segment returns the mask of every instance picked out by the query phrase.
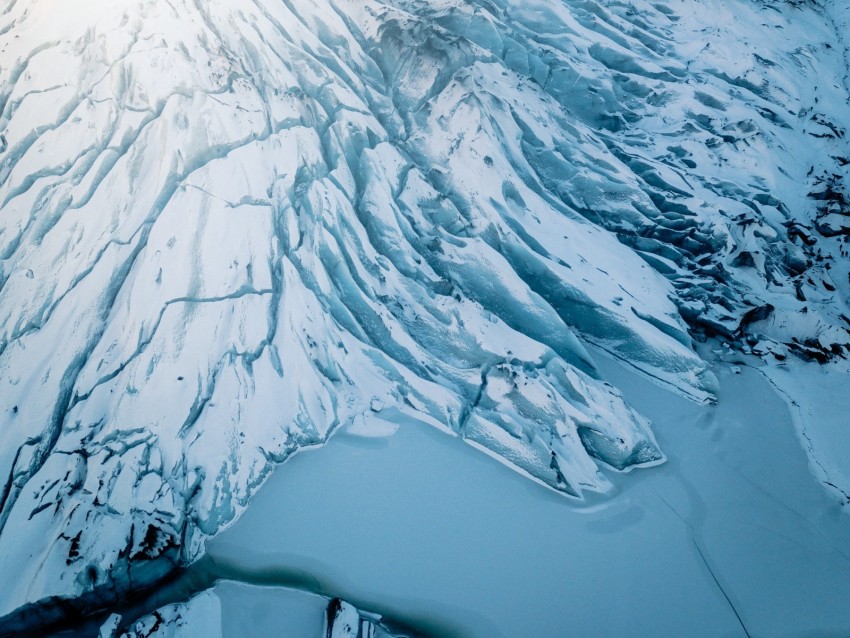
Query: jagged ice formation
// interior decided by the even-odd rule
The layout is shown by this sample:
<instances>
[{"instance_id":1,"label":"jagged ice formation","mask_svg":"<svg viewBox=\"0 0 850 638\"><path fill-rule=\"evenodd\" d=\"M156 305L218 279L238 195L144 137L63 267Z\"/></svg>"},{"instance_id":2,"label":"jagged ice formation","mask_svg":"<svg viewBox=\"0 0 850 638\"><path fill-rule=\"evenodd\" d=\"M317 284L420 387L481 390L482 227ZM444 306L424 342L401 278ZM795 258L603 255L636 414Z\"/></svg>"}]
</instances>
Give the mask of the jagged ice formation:
<instances>
[{"instance_id":1,"label":"jagged ice formation","mask_svg":"<svg viewBox=\"0 0 850 638\"><path fill-rule=\"evenodd\" d=\"M846 370L839 2L0 14L0 616L375 412L605 492L663 453L585 342L699 401L694 337Z\"/></svg>"}]
</instances>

- - - - -

# [PROBLEM TO SOLVE]
Give back the full data exactly as it reads, but drop the pictures.

# [RESPONSE]
segment returns the mask of every instance picked out by the query phrase.
Query: jagged ice formation
// interior decided by the even-odd rule
The layout is shown by this sample:
<instances>
[{"instance_id":1,"label":"jagged ice formation","mask_svg":"<svg viewBox=\"0 0 850 638\"><path fill-rule=\"evenodd\" d=\"M156 305L218 279L238 195L144 137L63 267Z\"/></svg>"},{"instance_id":2,"label":"jagged ice formation","mask_svg":"<svg viewBox=\"0 0 850 638\"><path fill-rule=\"evenodd\" d=\"M317 284L420 387L481 390L482 227ZM444 306L424 342L401 278ZM795 258L603 255L636 414Z\"/></svg>"}]
</instances>
Give the mask of the jagged ice formation:
<instances>
[{"instance_id":1,"label":"jagged ice formation","mask_svg":"<svg viewBox=\"0 0 850 638\"><path fill-rule=\"evenodd\" d=\"M846 370L839 2L0 14L0 616L375 412L605 492L663 453L585 342L699 401L694 337Z\"/></svg>"}]
</instances>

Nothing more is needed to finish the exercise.